Directions =>
Rescale the stretch from the line containing "Target: black glove" through the end of the entries: reproduce every line, requests included, with each point coordinate multiplied by 0.4 and rounded to the nearest whole number, halves rounded up.

>>

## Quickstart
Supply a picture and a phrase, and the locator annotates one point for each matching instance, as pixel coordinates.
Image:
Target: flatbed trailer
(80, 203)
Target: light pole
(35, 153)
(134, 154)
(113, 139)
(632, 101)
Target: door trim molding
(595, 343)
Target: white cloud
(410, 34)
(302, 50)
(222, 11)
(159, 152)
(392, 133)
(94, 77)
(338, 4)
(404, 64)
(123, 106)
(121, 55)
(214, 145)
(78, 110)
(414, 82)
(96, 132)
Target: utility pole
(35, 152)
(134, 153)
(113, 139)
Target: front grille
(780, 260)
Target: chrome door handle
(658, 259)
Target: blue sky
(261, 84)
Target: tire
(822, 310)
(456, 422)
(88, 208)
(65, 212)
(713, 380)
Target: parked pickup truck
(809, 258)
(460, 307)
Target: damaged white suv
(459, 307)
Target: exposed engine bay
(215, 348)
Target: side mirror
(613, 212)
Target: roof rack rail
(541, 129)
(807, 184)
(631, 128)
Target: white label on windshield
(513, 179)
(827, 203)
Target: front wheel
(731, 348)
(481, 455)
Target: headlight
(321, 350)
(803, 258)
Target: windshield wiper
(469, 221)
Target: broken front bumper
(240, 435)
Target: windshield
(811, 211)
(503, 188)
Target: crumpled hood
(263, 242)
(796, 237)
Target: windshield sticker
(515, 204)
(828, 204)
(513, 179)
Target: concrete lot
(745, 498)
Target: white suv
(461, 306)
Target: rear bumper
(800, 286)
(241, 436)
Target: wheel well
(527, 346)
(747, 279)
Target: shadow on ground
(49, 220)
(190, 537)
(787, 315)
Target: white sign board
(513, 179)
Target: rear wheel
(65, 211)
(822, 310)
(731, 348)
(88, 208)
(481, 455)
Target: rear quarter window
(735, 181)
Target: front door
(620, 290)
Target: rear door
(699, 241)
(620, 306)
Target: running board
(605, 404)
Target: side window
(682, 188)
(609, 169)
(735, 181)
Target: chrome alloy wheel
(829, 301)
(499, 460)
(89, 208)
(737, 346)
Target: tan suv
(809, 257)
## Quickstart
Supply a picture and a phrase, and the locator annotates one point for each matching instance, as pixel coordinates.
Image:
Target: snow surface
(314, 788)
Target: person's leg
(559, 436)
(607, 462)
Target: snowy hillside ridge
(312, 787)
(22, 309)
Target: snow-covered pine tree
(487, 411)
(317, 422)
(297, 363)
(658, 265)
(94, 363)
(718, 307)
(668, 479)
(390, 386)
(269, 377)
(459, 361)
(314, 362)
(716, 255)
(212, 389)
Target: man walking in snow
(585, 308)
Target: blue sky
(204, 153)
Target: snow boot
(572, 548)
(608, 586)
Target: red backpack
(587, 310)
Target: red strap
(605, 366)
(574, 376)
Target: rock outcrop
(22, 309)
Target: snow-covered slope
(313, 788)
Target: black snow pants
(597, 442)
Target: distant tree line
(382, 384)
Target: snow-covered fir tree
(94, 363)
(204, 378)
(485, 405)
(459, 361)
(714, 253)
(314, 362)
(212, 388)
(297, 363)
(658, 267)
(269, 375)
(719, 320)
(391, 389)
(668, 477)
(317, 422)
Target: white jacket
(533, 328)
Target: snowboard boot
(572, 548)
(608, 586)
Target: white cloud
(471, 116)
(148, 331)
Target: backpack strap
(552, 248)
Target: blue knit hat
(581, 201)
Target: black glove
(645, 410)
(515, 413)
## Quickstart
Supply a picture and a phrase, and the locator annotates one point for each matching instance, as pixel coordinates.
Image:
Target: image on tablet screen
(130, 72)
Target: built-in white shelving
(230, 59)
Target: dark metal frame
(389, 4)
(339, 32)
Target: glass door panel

<<

Task answer =>
Target: black glove
(258, 164)
(206, 165)
## Quickstart
Supply a picture and a phrase, and the locator annotates one point for each matching instance, as pixel coordinates.
Image:
Target: image on tablet screen
(52, 29)
Target: built-in white shelving
(92, 24)
Target: dark metal frame
(156, 2)
(136, 13)
Target: glass door panel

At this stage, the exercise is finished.